*WHAT THIS EXERCISE ASKS*.
- a) List every person named in the book review below.
- b) According to the book review below, who took most of the book's color photographs?
- c) For each statement, say whether it agrees with the book review below, and quote the words that decide it: (i) The review gives the number of butterfly species in the world as roughly 20,000. (ii) The book is about a collection of preserved butterfly specimens on pins. (iii) David Seaborg wrote the book's foreword.

*DOCUMENT EXTRACT*.
-*-*-
There are approximately 20,000 species of butterflies around the world, and this enlightening book is a compilation of all things butterfly. As well as delivering in-depth explanations of butterfly life cycles and species, the author, Stevanne Auerbach, PhD, teaches us that specific species are dependent on specific plants, and that butterflies need both host plants for caterpillars and nectar plants for the adult butterflies. Perhaps the most important lesson is that butterflies of the world are now dependent on us, the human species, for their very survival.
To help readers become butterfly protectors, the author provides lists of suggested plants gardeners can grow to nurture butterflies dependent on species and geography. After reading this book, no gardener will look at caterpillars in the same way again, because killing a caterpillar means destroying a beautiful butterfly, moth or bee.
The largest words on the cover of this book are My Butterfly Collection, which might cause readers to expect a book about an old-fashioned collection of preserved butterfly specimens on pins. Instead, this book is a tribute to the lives and worth of butterflies, as well as a celebration of the beauty and symbolism of butterflies through history. The “butterfly collection” actually refers to the author’s extensive personal journey, which led to her assembly of all this butterfly information, and objects decorated with butterfly motifs.
The book contains lists of endangered and threatened species, as well as many color photographs of specific butterflies, most by famous photographer Kjell B. Sandved. The interconnection of butterflies and environmental health is emphasized in a moving foreword by David Seaborg, a prominent evolutionary biologist and founder/director of the World Rainforest Fund.
-*-*-
*DATA EXTRACTS*.
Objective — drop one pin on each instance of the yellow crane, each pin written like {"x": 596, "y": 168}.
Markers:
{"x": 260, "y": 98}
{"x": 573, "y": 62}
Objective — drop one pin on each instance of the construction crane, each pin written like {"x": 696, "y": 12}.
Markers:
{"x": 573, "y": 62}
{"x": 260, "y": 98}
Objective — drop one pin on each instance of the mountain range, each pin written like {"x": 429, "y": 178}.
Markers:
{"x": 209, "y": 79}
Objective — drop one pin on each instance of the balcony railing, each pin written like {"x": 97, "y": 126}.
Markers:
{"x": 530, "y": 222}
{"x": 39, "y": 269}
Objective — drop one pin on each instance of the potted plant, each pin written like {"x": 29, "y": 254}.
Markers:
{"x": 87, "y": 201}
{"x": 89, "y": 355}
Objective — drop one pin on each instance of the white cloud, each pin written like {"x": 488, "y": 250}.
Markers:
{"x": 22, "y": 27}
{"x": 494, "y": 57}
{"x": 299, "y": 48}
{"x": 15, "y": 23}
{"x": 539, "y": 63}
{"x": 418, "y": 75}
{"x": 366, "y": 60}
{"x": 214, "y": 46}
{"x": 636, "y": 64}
-*-*-
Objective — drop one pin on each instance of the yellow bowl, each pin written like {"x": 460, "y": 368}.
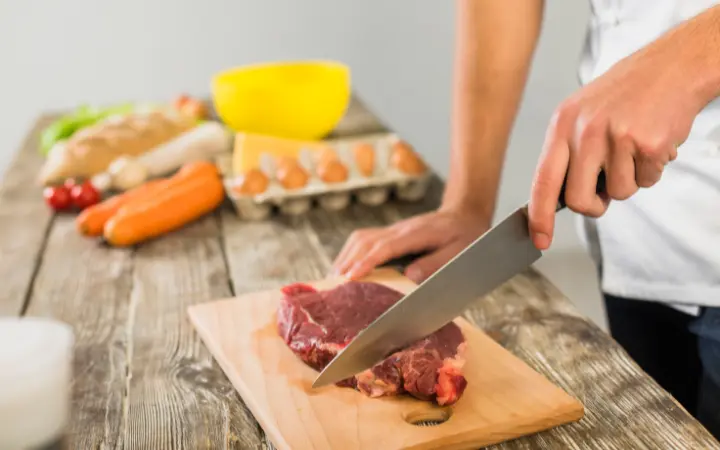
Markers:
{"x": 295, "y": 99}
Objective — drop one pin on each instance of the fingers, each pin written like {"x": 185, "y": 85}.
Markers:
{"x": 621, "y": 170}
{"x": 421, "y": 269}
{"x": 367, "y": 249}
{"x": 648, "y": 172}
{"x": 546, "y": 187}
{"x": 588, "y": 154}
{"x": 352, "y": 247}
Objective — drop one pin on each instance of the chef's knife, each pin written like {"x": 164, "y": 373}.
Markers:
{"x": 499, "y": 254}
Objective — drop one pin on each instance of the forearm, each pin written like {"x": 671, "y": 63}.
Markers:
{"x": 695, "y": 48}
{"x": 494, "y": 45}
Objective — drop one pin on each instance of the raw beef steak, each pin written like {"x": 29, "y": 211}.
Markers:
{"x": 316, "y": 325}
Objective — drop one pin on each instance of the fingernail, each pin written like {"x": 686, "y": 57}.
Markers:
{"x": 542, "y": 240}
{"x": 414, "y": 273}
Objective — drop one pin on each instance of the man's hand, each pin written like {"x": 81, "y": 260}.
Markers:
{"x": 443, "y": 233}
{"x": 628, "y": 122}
-*-*-
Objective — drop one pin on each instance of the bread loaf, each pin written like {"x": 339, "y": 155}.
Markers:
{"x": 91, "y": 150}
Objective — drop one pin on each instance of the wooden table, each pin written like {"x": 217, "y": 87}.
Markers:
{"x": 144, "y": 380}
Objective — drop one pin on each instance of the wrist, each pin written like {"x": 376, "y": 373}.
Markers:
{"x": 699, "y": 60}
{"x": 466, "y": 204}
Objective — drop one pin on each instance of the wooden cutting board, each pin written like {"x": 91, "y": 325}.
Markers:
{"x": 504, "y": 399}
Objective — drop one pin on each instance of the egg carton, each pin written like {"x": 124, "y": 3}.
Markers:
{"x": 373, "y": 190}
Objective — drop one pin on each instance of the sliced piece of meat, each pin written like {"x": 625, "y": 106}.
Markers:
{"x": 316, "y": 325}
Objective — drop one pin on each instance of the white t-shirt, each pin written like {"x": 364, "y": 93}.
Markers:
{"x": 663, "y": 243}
-*-*-
*EXERCISE RESPONSES*.
- a)
Stevanne Auerbach
Kjell B. Sandved
David Seaborg

- b) Most were taken by the photographer Kjell B. Sandved.

- c)
(i) Yes: "There are approximately 20,000 species of butterflies around the world"
(ii) No: "Instead, this book is a tribute to the lives and worth of butterflies"
(iii) Yes: "a moving foreword by David Seaborg"